> **Short task**: Exclude the pictures; give every entry again exactly as written.

(Labeling and segmentation records)
━━━━━━━━━━━━━━━━━━━━
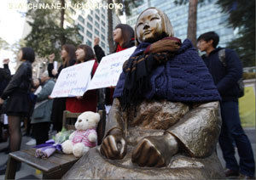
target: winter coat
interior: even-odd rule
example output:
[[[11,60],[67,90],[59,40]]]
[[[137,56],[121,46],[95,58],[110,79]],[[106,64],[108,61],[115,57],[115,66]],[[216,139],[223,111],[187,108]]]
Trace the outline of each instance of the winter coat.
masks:
[[[226,67],[218,58],[218,48],[212,51],[208,56],[203,55],[202,59],[212,76],[214,83],[223,101],[237,101],[239,87],[237,81],[242,76],[242,65],[234,50],[225,49]]]
[[[139,55],[148,45],[140,44],[133,54]],[[125,76],[123,71],[113,98],[123,95]],[[189,39],[184,40],[177,55],[151,72],[149,79],[151,89],[144,93],[146,99],[156,98],[183,103],[220,100],[209,70]]]
[[[7,99],[4,112],[8,115],[26,116],[31,110],[32,63],[24,61],[4,89],[1,98]]]

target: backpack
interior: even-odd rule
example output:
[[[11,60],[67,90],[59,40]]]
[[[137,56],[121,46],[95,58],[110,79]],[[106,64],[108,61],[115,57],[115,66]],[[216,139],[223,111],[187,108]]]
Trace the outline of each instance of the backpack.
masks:
[[[218,51],[218,59],[220,60],[220,62],[222,63],[223,66],[226,67],[227,64],[226,64],[226,59],[225,59],[225,49],[220,49]],[[238,98],[243,97],[244,96],[244,83],[242,82],[242,78],[240,78],[237,82],[236,82],[237,86],[238,86]]]

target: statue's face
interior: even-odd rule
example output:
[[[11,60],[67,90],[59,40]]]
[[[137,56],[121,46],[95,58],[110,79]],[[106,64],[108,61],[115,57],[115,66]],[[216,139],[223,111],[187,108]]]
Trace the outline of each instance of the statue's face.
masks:
[[[136,25],[136,33],[139,42],[156,42],[163,33],[162,20],[156,9],[148,9],[143,12]]]

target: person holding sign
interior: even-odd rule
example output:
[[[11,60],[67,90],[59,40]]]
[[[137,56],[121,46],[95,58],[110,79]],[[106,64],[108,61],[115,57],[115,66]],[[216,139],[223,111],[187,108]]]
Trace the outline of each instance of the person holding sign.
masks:
[[[114,51],[117,53],[134,46],[134,31],[125,24],[119,24],[113,31],[113,40],[115,42]],[[106,90],[106,104],[112,105],[113,94],[114,87],[107,88]]]
[[[89,60],[94,60],[91,76],[94,75],[98,63],[95,59],[92,48],[85,44],[78,47],[76,52],[77,63],[84,63]],[[96,90],[87,91],[83,96],[75,98],[67,98],[66,101],[66,110],[73,113],[82,113],[84,111],[96,111],[97,94]]]
[[[58,78],[61,70],[73,65],[76,62],[76,48],[72,44],[64,44],[61,48],[62,65],[58,70],[54,69],[53,60],[55,54],[49,56],[48,73],[49,77]],[[66,98],[55,98],[52,105],[51,121],[54,124],[54,130],[60,132],[62,128],[63,111],[66,110]]]

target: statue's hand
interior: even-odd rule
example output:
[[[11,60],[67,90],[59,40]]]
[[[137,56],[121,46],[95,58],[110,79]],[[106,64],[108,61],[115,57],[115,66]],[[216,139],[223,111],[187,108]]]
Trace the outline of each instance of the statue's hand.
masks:
[[[148,136],[142,139],[132,151],[131,161],[140,166],[161,167],[169,164],[177,152],[177,143],[172,135]]]
[[[101,146],[101,153],[111,160],[120,160],[127,152],[127,144],[121,132],[113,132],[107,136]]]

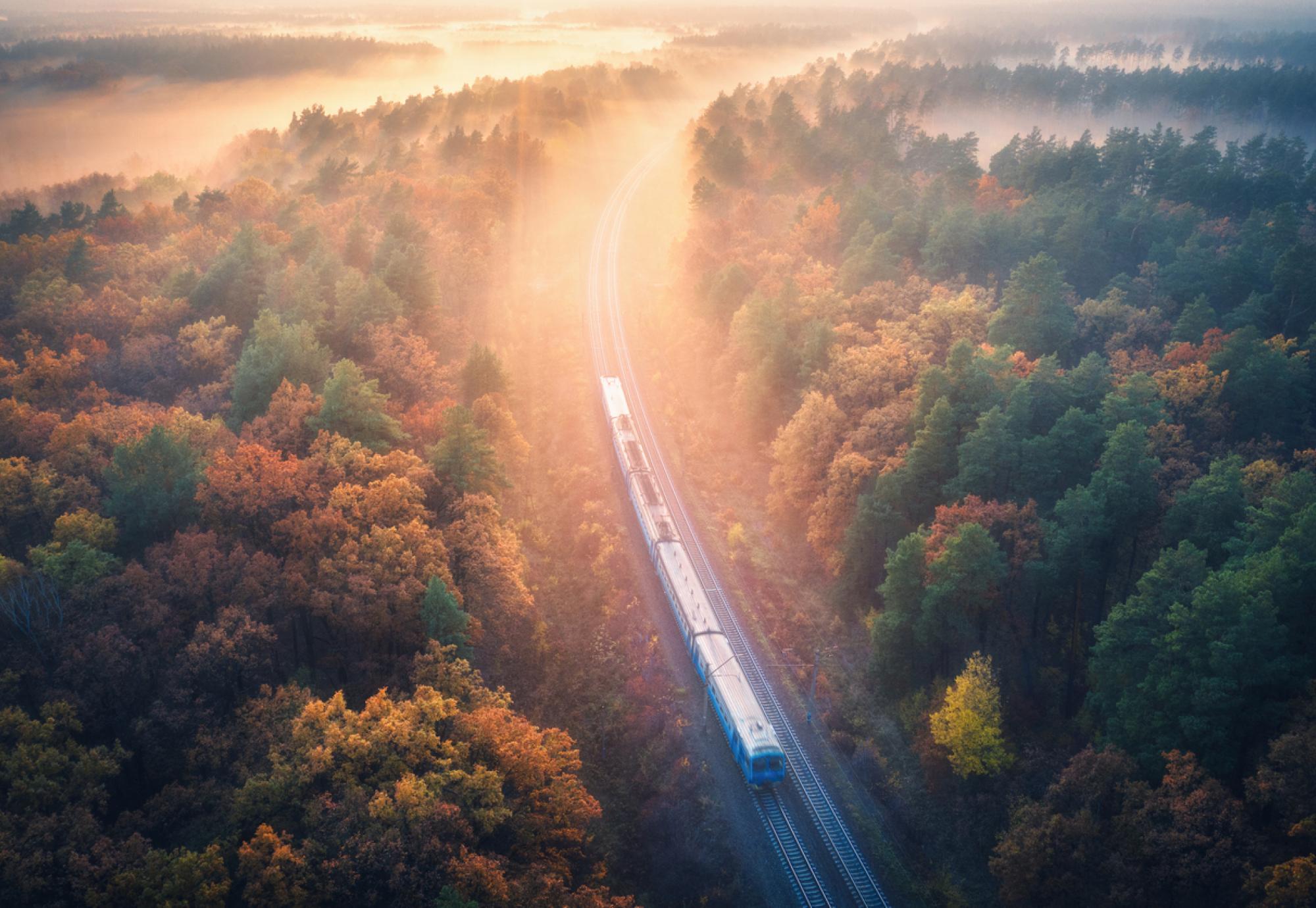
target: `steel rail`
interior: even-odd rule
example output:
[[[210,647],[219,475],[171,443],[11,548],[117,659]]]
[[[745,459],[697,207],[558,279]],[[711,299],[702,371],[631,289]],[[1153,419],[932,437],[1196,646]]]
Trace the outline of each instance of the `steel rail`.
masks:
[[[678,522],[678,530],[686,540],[695,571],[708,593],[709,603],[722,622],[724,633],[726,633],[732,650],[741,662],[750,688],[759,697],[765,713],[778,732],[790,769],[791,784],[799,792],[803,804],[808,808],[809,819],[817,829],[829,857],[836,863],[841,878],[845,880],[846,888],[855,901],[866,908],[870,905],[890,908],[880,884],[819,778],[816,769],[800,744],[797,733],[786,716],[786,711],[775,690],[763,674],[758,658],[729,604],[726,593],[716,572],[712,570],[708,555],[699,540],[699,533],[676,490],[662,449],[657,443],[657,436],[645,411],[644,397],[640,395],[638,382],[630,362],[630,351],[621,324],[621,293],[619,287],[621,226],[630,200],[638,191],[644,178],[653,170],[665,151],[666,146],[659,146],[636,163],[630,172],[613,189],[595,229],[588,286],[588,320],[595,370],[599,375],[616,374],[626,390],[626,397],[632,405],[632,416],[650,451],[650,461],[657,467],[655,476],[662,486],[663,493],[667,496],[672,518]],[[607,249],[607,254],[604,254],[604,249]],[[600,272],[605,272],[603,287],[599,286],[600,276],[603,276]],[[604,309],[607,309],[607,316],[604,315]],[[611,346],[612,353],[616,355],[617,368],[612,368],[612,361],[608,355],[609,345],[607,343],[608,338],[603,325],[605,317],[611,328]],[[790,820],[780,792],[778,790],[754,791],[754,797],[759,816],[763,819],[772,844],[782,857],[783,866],[791,876],[792,887],[796,896],[800,897],[801,904],[830,905],[832,899],[828,895],[826,886],[819,875],[813,859],[808,855],[795,825]]]

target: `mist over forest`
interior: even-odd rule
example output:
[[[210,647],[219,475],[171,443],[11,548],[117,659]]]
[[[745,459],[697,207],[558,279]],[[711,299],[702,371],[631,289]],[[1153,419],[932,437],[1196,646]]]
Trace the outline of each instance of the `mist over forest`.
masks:
[[[0,8],[4,903],[1316,904],[1313,67]]]

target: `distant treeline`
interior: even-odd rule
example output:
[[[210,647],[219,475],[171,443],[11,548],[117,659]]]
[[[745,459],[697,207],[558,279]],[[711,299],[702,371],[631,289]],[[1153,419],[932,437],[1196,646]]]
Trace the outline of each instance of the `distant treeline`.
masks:
[[[1019,29],[969,30],[963,28],[930,29],[904,38],[882,41],[853,55],[861,66],[876,67],[883,63],[945,63],[967,66],[973,63],[1011,63],[1030,61],[1037,63],[1069,63],[1079,67],[1119,61],[1128,64],[1166,58],[1200,66],[1270,64],[1312,68],[1316,64],[1316,33],[1313,32],[1245,32],[1215,36],[1195,29],[1166,32],[1155,38],[1121,37],[1099,39],[1083,36],[1082,43],[1066,42],[1054,33],[1029,34]],[[1071,57],[1073,53],[1073,57]]]
[[[1316,32],[1253,32],[1212,38],[1194,45],[1191,61],[1254,63],[1267,61],[1316,67]]]
[[[880,97],[904,97],[920,112],[955,104],[1044,107],[1104,113],[1120,108],[1212,114],[1270,124],[1309,124],[1316,116],[1316,71],[1248,64],[1121,70],[1023,63],[1013,68],[884,63],[871,74]]]
[[[441,53],[424,42],[403,45],[350,36],[221,37],[170,32],[49,38],[0,47],[0,83],[76,89],[129,75],[213,82],[304,70],[343,71],[379,57]]]
[[[958,29],[932,29],[904,38],[891,38],[850,55],[855,66],[875,68],[883,63],[994,63],[1000,59],[1050,62],[1055,58],[1053,38],[1029,38],[1017,34],[983,34]]]

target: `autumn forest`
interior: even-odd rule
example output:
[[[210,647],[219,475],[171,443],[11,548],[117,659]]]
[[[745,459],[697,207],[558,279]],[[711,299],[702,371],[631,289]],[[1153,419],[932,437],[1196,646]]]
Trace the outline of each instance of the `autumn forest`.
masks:
[[[1309,11],[87,7],[5,904],[1316,904]]]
━━━━━━━━━━━━━━━━━━━━
> **Complete response**:
target: winter coat
interior: even-odd rule
example output:
[[[11,60],[67,90],[59,40]]]
[[[137,56],[121,46],[95,58],[110,79]],[[106,64],[108,61],[115,57],[115,66]],[[216,139],[223,111],[187,108]]]
Trace the outline of each instance of the winter coat.
masks:
[[[226,67],[218,58],[218,48],[212,51],[208,56],[203,55],[202,59],[212,76],[214,83],[223,101],[237,101],[239,87],[237,81],[242,76],[242,65],[234,50],[225,49]]]
[[[139,55],[148,45],[140,44],[133,54]],[[125,76],[123,71],[113,98],[123,95]],[[189,39],[184,40],[177,55],[151,72],[149,79],[151,89],[144,93],[146,99],[156,98],[183,103],[220,100],[209,70]]]
[[[7,99],[4,112],[8,115],[26,116],[31,110],[32,63],[24,61],[4,89],[1,98]]]

target: backpack
interior: even-odd rule
example output:
[[[11,60],[67,90],[59,40]]]
[[[137,56],[121,46],[95,58],[110,79]],[[106,64],[108,61],[115,57],[115,66]],[[216,139],[223,111],[187,108]]]
Trace the outline of each instance of the backpack.
masks:
[[[218,51],[218,59],[220,60],[220,62],[222,63],[223,66],[226,67],[227,64],[226,64],[226,59],[225,59],[225,49],[220,49]],[[238,98],[243,97],[244,96],[244,83],[242,82],[242,78],[240,78],[237,82],[236,82],[237,86],[238,86]]]

target: statue's face
interior: even-odd rule
example output:
[[[11,60],[67,90],[59,40]]]
[[[137,56],[121,46],[95,58],[110,79]],[[106,64],[108,61],[115,57],[115,66]],[[216,139],[223,111],[187,108]]]
Trace the outline of each instance of the statue's face.
masks:
[[[136,25],[136,33],[139,42],[156,42],[163,33],[162,20],[156,9],[148,9],[143,12]]]

target: person holding sign
interior: even-odd rule
example output:
[[[11,60],[67,90],[59,40]]]
[[[137,56],[121,46],[95,58],[110,79]],[[106,64],[108,61],[115,57],[115,66]],[[216,139],[223,111],[187,108]]]
Trace the outline of each instance of the person holding sign.
masks:
[[[114,51],[117,53],[134,46],[134,31],[125,24],[119,24],[113,31],[113,40],[115,42]],[[106,90],[106,104],[112,105],[113,94],[114,87],[107,88]]]
[[[89,60],[94,60],[91,76],[94,75],[98,63],[95,59],[92,48],[85,44],[78,47],[76,52],[77,63],[84,63]],[[96,90],[87,91],[83,96],[75,98],[67,98],[66,101],[66,110],[73,113],[82,113],[84,111],[96,111],[97,94]]]
[[[58,78],[61,70],[73,65],[76,62],[76,48],[72,44],[64,44],[61,48],[62,65],[58,70],[54,69],[53,60],[55,54],[49,56],[48,73],[49,77]],[[66,98],[55,98],[52,105],[51,121],[54,124],[54,130],[60,132],[62,128],[63,111],[66,110]]]

target: statue's hand
interior: even-odd rule
example output:
[[[11,60],[67,90],[59,40]]]
[[[137,56],[121,46],[95,58],[110,79]],[[106,64],[108,61],[115,57],[115,66]],[[216,139],[223,111],[187,108]]]
Trace the outline of each instance of the statue's hand.
masks:
[[[148,136],[142,139],[132,151],[131,161],[140,166],[161,167],[169,164],[177,152],[177,143],[172,135]]]
[[[101,146],[101,153],[111,160],[120,160],[127,152],[127,144],[121,132],[113,132],[107,136]]]

target: `steel rail`
interior: even-odd rule
example output:
[[[210,647],[219,475],[171,443],[11,548],[117,659]]]
[[[745,459],[697,207],[558,279]],[[711,299],[702,371],[631,289]],[[1153,419],[932,437],[1196,646]]]
Trace the outline of each instance of the `steel rail`.
masks:
[[[678,522],[678,530],[686,540],[695,571],[708,593],[709,603],[722,622],[724,633],[726,633],[732,650],[741,662],[750,688],[759,697],[765,713],[778,732],[790,769],[791,784],[799,792],[803,804],[808,808],[809,819],[817,829],[829,857],[836,863],[841,878],[845,880],[846,888],[855,901],[866,908],[870,905],[890,908],[880,884],[819,778],[816,769],[800,744],[797,733],[786,716],[786,711],[775,690],[763,674],[758,658],[729,604],[726,593],[716,572],[712,570],[708,555],[699,540],[699,533],[676,490],[662,449],[657,443],[657,436],[645,411],[644,397],[640,395],[638,382],[630,362],[630,351],[621,324],[621,293],[619,287],[621,226],[630,200],[638,191],[644,178],[653,170],[665,151],[666,146],[659,146],[636,163],[630,172],[613,189],[595,229],[588,286],[588,320],[595,370],[599,375],[616,374],[626,390],[626,397],[632,405],[632,416],[650,451],[650,461],[657,467],[655,476],[662,486],[663,493],[667,496],[672,518]],[[607,249],[607,254],[604,254],[604,249]],[[600,272],[605,272],[603,287],[599,286],[600,276],[603,276]],[[604,309],[607,309],[607,316],[604,315]],[[611,346],[612,353],[616,355],[617,368],[612,368],[612,361],[608,355],[609,345],[607,343],[608,338],[603,325],[605,317],[611,328]],[[790,820],[780,792],[778,790],[754,791],[754,797],[759,816],[763,819],[772,844],[782,857],[783,866],[791,876],[792,887],[796,896],[800,897],[801,904],[830,905],[832,899],[828,895],[826,886],[819,875],[813,859],[808,855],[795,825]]]

target: `mist over forest`
interior: even-odd rule
example output:
[[[210,647],[219,475],[171,443],[11,548],[117,659]]]
[[[745,459],[697,207],[558,279]],[[711,299],[702,371],[631,289]],[[1153,419],[932,437],[1196,646]]]
Trace the outline of each instance of the `mist over forest`.
masks:
[[[0,8],[4,903],[1316,904],[1313,67]]]

target: `distant treeline`
interior: even-odd rule
example output:
[[[210,647],[219,475],[171,443],[11,548],[117,659]]]
[[[745,459],[697,207],[558,279]],[[711,299],[702,371],[631,289]],[[1153,419],[932,437],[1196,646]]]
Trace the outline of each instance of the `distant treeline`.
masks:
[[[1019,29],[969,30],[963,28],[930,29],[904,38],[882,41],[853,55],[861,66],[876,67],[883,63],[945,63],[967,66],[973,63],[1011,63],[1030,61],[1037,63],[1069,63],[1079,67],[1119,61],[1128,64],[1166,58],[1200,66],[1270,64],[1312,68],[1316,64],[1316,33],[1313,32],[1245,32],[1215,36],[1195,29],[1166,32],[1155,38],[1121,37],[1099,39],[1083,36],[1082,43],[1066,42],[1054,33],[1029,34]],[[1071,57],[1073,53],[1073,57]]]
[[[1316,32],[1253,32],[1212,38],[1194,45],[1191,61],[1254,63],[1267,61],[1316,67]]]
[[[880,97],[904,97],[920,112],[955,104],[1044,107],[1104,113],[1120,108],[1212,114],[1270,124],[1309,124],[1316,116],[1316,71],[1248,64],[1121,70],[1023,63],[1013,68],[884,63],[871,74]]]
[[[441,53],[424,42],[403,45],[350,36],[221,37],[170,32],[49,38],[0,47],[0,83],[76,89],[129,75],[213,82],[304,70],[343,71],[379,57]]]
[[[958,29],[932,29],[904,38],[891,38],[850,55],[855,66],[875,68],[883,63],[994,63],[1000,59],[1050,62],[1055,58],[1053,38],[1029,38],[1017,34],[983,34]]]

target: `autumn forest`
interior: even-odd rule
example output:
[[[210,647],[219,475],[171,443],[11,548],[117,659]]]
[[[745,459],[697,207],[558,279]],[[711,299],[702,371],[631,289]],[[1153,419],[932,437],[1196,646]]]
Trace the outline of each instance of the `autumn forest`.
masks:
[[[1309,11],[87,7],[5,904],[1316,904]]]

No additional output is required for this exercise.